PROBLEM DESCRIPTION: Reproduce the data in its entirety, exactly as supplied.

(Dataset excerpt)
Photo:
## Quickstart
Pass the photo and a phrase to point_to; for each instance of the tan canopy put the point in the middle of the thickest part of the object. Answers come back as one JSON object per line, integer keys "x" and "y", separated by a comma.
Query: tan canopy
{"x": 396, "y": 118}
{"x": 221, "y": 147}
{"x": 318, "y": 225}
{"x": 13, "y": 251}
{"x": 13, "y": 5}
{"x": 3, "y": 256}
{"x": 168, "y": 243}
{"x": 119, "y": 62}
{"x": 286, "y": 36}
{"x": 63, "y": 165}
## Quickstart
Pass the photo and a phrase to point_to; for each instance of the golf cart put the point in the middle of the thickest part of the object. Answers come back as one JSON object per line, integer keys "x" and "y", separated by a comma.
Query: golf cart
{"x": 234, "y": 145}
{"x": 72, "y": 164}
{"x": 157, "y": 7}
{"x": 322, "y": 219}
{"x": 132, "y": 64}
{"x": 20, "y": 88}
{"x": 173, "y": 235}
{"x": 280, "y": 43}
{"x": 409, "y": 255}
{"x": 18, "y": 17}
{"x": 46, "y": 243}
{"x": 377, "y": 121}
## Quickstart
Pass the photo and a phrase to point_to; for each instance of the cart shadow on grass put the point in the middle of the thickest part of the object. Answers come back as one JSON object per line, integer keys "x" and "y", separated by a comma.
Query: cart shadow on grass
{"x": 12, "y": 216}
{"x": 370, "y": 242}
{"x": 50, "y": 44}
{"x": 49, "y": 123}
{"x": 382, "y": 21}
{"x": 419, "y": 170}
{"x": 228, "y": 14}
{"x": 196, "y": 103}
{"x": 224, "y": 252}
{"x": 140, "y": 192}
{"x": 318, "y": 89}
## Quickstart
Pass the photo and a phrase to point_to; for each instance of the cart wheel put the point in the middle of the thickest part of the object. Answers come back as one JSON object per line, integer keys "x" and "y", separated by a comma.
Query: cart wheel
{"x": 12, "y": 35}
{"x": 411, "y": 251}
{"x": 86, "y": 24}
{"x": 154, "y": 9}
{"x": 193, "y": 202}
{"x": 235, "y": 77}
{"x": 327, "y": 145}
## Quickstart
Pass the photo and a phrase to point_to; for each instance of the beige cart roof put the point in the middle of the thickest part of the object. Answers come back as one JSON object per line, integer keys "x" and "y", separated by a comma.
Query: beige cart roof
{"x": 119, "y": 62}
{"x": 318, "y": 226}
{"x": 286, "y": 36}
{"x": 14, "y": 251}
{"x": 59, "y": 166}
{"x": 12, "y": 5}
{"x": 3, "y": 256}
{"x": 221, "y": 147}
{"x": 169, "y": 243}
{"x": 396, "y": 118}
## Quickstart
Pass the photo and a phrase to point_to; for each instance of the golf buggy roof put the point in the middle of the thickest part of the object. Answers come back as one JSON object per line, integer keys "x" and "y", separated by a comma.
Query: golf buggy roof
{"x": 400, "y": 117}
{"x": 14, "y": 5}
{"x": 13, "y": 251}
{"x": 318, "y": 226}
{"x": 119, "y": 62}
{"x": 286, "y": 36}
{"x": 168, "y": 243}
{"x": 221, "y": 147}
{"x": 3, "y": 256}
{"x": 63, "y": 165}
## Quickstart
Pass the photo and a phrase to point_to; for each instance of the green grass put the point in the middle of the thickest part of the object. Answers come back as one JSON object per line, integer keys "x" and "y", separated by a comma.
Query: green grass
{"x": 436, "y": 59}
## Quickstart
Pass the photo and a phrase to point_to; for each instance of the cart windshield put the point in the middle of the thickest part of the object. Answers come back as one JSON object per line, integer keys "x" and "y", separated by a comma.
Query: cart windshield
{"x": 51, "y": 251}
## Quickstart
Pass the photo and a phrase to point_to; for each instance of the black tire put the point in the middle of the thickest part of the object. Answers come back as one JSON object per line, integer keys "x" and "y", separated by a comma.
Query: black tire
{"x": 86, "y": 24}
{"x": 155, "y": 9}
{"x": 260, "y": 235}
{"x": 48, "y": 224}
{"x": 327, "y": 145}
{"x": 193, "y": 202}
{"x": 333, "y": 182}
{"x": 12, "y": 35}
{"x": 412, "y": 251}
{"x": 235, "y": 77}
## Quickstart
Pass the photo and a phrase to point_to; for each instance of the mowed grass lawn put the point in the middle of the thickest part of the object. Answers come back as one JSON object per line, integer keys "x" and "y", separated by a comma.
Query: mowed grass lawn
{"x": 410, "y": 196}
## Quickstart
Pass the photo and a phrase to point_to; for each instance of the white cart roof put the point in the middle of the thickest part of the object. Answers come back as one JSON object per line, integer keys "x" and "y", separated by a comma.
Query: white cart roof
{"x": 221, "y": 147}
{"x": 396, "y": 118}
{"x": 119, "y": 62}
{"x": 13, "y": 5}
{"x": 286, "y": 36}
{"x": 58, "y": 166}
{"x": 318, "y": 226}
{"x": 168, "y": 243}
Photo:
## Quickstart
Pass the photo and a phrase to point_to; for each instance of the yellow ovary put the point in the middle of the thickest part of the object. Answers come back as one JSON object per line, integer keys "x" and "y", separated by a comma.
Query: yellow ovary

ANSWER FOR THE TASK:
Photo:
## Quickstart
Pass the photo and a phrase to point_to; for each instance of the tan canopy put the point in the middle of the thickest part of the object. Answers come back as one JSON object per line, integer keys "x" and "y", separated by a comma.
Query: tan canopy
{"x": 396, "y": 118}
{"x": 221, "y": 147}
{"x": 318, "y": 225}
{"x": 13, "y": 251}
{"x": 13, "y": 5}
{"x": 3, "y": 256}
{"x": 168, "y": 243}
{"x": 119, "y": 62}
{"x": 286, "y": 36}
{"x": 63, "y": 165}
## Quickstart
Pass the photo and a phrase to point_to; for each instance of the golf cart put the point in the middle of the thickest part of the object. Answers come back as one JSON object per line, integer keys "x" and "y", separated by a comma.
Query: golf cart
{"x": 234, "y": 145}
{"x": 72, "y": 164}
{"x": 157, "y": 7}
{"x": 322, "y": 219}
{"x": 132, "y": 64}
{"x": 20, "y": 88}
{"x": 173, "y": 235}
{"x": 280, "y": 43}
{"x": 409, "y": 255}
{"x": 18, "y": 17}
{"x": 46, "y": 243}
{"x": 377, "y": 121}
## Quickstart
Pass the photo and a phrase to point_to; for each instance of the cart shadow on grass put the point in the middle of the thickest part of the object. Answers come back as one JSON object per line, integer keys "x" and "y", separated by a comma.
Query: cart shadow on grass
{"x": 12, "y": 216}
{"x": 370, "y": 242}
{"x": 50, "y": 44}
{"x": 49, "y": 123}
{"x": 382, "y": 21}
{"x": 419, "y": 170}
{"x": 228, "y": 14}
{"x": 196, "y": 103}
{"x": 224, "y": 252}
{"x": 140, "y": 192}
{"x": 318, "y": 89}
## Quickstart
Pass the photo and a phrase to point_to; for each instance of the cart wheel put the point in the middle of the thickest part of the object. Answers come back as one JSON object per line, integer keys "x" and "y", separated by a comma.
Query: cart wheel
{"x": 12, "y": 35}
{"x": 411, "y": 251}
{"x": 86, "y": 24}
{"x": 154, "y": 9}
{"x": 193, "y": 202}
{"x": 235, "y": 77}
{"x": 327, "y": 145}
## Quickstart
Pass the photo and a phrase to point_to; for each instance of the beige cart roof put the point in the middle of the thickest part of the object. Answers come back as one JSON object per line, integer keys "x" and "y", separated by a comma.
Query: beige cart roof
{"x": 119, "y": 62}
{"x": 318, "y": 226}
{"x": 286, "y": 36}
{"x": 14, "y": 251}
{"x": 59, "y": 166}
{"x": 12, "y": 5}
{"x": 3, "y": 256}
{"x": 221, "y": 147}
{"x": 169, "y": 243}
{"x": 396, "y": 118}
## Quickstart
Pass the photo and a phrase to point_to; for each instance of the golf buggy roof put the point in the middle of the thickest part of the object. Answers come back as one JSON object per line, integer keys "x" and "y", separated by a comma.
Query: golf buggy roof
{"x": 400, "y": 117}
{"x": 14, "y": 5}
{"x": 13, "y": 251}
{"x": 318, "y": 226}
{"x": 119, "y": 62}
{"x": 286, "y": 36}
{"x": 168, "y": 243}
{"x": 221, "y": 147}
{"x": 3, "y": 256}
{"x": 63, "y": 165}
## Quickstart
Pass the photo and a phrase to point_to; for each instance of the green grass put the point in the middle of the thickest part of the object. Answers come back as one JSON object per line, integer keys "x" and "y", separated by a comma.
Query: green grass
{"x": 436, "y": 59}
## Quickstart
Pass the photo and a phrase to point_to; for each instance of the cart windshield put the point in the middle of the thickest part of the object. Answers come back as one JSON object per line, integer keys "x" and "y", separated by a comma.
Query: cart windshield
{"x": 51, "y": 251}
## Quickstart
Pass the photo and a phrase to point_to; for each instance of the black tire put the point in the middle of the thickest part of the object. Answers come back as one JSON object per line, integer keys "x" and "y", separated by a comma.
Query: black tire
{"x": 86, "y": 24}
{"x": 155, "y": 9}
{"x": 260, "y": 235}
{"x": 48, "y": 224}
{"x": 327, "y": 145}
{"x": 193, "y": 202}
{"x": 333, "y": 182}
{"x": 12, "y": 35}
{"x": 412, "y": 251}
{"x": 235, "y": 77}
## Quickstart
Pass the photo and a phrase to point_to; for each instance of the mowed grass lawn put the point in the middle of the thickest part of the object. Answers come back as one JSON object per line, integer keys "x" and "y", separated by a comma.
Query: mowed grass lawn
{"x": 410, "y": 196}
## Quickstart
Pass the photo and a phrase to point_to; for each instance of the white cart roof put the point in the middle of the thickest part of the object. Answers come back as one JSON object per line, integer keys "x" and "y", separated by a comma.
Query: white cart roof
{"x": 221, "y": 147}
{"x": 396, "y": 118}
{"x": 119, "y": 62}
{"x": 13, "y": 5}
{"x": 286, "y": 36}
{"x": 58, "y": 166}
{"x": 318, "y": 226}
{"x": 168, "y": 243}
Photo:
## Quickstart
Pass the photo and a phrase to point_to; for each instance of the yellow ovary put the point in the middle of the thickest part of the object. Answers come back as one JSON object per line, integer keys "x" and "y", separated by a comma.
Query: yellow ovary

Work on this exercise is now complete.